■ HOW TO COMPLETE THIS TASK: From the data below, return the exact lines starting at the line containing "Target: halved tomato" and ending at the line containing "of the mozzarella", both included, and nothing else.

■ INPUT RECORDS:
+--

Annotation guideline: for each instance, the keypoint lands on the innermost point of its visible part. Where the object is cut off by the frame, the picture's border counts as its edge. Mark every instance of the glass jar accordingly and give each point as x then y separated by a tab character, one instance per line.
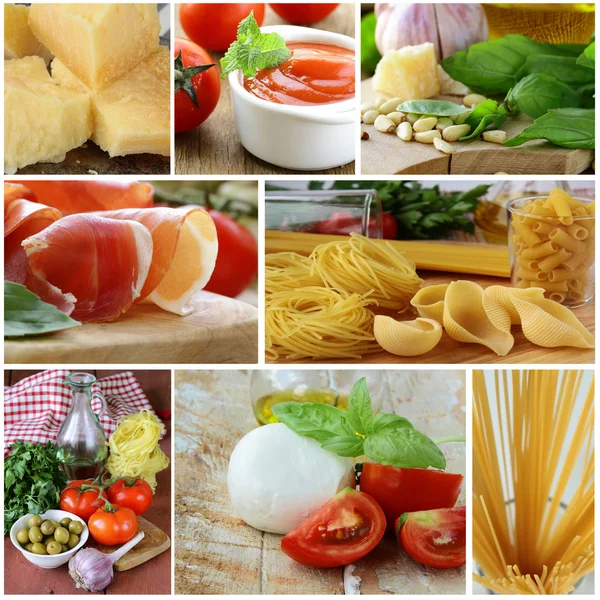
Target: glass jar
554	253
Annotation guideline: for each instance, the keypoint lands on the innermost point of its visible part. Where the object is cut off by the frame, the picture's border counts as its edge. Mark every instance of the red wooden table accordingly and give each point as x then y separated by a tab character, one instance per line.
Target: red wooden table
152	577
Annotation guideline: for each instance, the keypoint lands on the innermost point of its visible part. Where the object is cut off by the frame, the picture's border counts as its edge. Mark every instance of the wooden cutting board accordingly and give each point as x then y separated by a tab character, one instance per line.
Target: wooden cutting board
386	154
222	330
155	542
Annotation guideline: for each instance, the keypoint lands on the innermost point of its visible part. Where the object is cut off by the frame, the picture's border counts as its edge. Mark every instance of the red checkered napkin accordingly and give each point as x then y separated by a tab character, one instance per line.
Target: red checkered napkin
35	407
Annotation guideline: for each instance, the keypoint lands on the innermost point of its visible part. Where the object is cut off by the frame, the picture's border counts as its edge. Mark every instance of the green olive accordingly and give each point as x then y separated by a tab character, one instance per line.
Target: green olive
23	536
54	547
75	527
38	548
35	535
61	535
47	528
34	521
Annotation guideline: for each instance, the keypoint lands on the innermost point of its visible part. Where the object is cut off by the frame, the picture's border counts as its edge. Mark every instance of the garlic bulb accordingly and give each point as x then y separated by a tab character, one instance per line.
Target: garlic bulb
449	27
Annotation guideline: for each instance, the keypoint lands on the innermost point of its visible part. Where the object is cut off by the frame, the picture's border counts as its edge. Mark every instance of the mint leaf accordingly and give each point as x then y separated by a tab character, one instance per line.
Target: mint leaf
26	314
253	50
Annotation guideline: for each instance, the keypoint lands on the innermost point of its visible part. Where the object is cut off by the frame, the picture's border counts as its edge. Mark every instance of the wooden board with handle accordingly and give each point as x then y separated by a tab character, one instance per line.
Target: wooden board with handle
386	154
222	330
154	542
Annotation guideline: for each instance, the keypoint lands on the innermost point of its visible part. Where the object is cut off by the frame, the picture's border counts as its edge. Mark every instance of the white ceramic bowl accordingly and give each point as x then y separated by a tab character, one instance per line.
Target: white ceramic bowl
49	561
303	138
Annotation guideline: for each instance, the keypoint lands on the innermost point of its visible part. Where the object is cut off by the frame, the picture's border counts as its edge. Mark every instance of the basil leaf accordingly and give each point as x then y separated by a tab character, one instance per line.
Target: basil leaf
25	314
317	421
405	448
360	411
437	108
344	445
565	127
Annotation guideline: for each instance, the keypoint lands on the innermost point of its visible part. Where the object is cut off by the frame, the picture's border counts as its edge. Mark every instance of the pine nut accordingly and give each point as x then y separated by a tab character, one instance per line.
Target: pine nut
471	100
370	116
427	137
389	106
496	136
404	131
443	146
455	132
396	117
385	125
425	124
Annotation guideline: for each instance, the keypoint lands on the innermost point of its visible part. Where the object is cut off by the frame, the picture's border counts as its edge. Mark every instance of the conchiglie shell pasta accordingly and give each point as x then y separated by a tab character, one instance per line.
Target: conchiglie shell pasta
467	320
429	302
549	324
407	338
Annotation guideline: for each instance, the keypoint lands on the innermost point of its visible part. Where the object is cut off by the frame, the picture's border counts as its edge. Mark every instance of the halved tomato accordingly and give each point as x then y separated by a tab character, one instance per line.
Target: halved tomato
407	490
435	538
342	531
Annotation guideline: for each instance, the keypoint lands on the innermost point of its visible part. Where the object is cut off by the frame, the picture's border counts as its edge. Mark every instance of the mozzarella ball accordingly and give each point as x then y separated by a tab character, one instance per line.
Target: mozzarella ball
277	478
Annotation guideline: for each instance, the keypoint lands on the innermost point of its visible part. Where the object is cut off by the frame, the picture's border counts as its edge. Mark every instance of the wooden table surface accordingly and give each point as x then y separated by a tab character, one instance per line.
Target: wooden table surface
214	147
153	577
217	553
449	351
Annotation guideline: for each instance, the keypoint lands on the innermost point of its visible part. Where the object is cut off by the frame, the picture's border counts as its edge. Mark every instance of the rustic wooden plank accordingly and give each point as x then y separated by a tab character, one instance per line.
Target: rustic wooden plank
214	147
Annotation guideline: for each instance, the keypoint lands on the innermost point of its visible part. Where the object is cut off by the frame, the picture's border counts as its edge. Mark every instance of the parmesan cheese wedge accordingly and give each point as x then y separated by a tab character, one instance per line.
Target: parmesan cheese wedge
132	115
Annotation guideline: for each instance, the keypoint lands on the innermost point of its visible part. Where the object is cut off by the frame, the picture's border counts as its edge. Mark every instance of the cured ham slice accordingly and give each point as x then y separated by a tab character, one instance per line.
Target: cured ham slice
184	256
90	267
22	218
89	196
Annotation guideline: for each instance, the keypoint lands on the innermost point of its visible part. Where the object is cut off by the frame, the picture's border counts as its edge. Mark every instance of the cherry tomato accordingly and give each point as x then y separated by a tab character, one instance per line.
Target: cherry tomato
303	14
214	26
83	504
407	490
342	531
112	526
206	86
135	494
435	538
237	260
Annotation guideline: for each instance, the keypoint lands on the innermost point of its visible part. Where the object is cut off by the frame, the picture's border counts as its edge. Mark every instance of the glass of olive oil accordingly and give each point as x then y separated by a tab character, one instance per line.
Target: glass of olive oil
271	387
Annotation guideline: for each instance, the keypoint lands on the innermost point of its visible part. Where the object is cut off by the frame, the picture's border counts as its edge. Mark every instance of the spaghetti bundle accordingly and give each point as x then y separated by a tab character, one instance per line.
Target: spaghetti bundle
529	433
134	449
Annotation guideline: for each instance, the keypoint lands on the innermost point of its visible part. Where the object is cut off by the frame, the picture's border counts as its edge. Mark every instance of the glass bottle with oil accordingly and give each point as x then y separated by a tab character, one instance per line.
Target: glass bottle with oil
268	388
81	441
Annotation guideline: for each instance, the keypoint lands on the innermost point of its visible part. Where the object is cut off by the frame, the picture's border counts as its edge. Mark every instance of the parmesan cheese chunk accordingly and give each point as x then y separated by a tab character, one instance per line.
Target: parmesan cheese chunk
409	73
42	121
19	41
97	42
132	115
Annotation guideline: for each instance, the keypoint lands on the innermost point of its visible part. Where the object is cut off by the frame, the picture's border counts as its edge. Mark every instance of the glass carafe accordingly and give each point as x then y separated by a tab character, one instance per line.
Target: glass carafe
81	441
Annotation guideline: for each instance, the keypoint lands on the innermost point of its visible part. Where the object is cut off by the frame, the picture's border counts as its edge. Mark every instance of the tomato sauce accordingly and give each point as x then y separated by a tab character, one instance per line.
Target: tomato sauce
315	74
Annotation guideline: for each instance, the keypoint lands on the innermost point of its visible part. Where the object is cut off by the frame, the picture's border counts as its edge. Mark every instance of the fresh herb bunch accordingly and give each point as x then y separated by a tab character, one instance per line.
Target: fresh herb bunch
385	438
33	481
421	213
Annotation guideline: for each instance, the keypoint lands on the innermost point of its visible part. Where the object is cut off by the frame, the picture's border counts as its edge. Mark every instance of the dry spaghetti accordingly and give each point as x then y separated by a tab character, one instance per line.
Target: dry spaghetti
532	439
134	449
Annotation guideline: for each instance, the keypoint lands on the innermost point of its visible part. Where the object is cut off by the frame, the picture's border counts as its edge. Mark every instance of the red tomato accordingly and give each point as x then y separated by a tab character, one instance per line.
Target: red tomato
113	526
214	26
206	86
342	531
435	538
82	504
237	260
135	494
407	490
303	14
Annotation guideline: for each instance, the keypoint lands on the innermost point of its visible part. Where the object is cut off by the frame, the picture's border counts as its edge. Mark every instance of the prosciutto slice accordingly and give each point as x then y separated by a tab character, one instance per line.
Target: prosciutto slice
89	196
91	267
184	255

+--

■ ANSWER SPACE:
Target: halved tomato
407	490
435	538
342	531
Annotation guideline: for each instance, the keypoint lands on the innermost point of its visible part. Where the object is cut off by the frame, the picture's border counts as its edge. Mark every instance of the mozzarella ball accordingly and give each point as x then y separated by a tab character, one instance per line.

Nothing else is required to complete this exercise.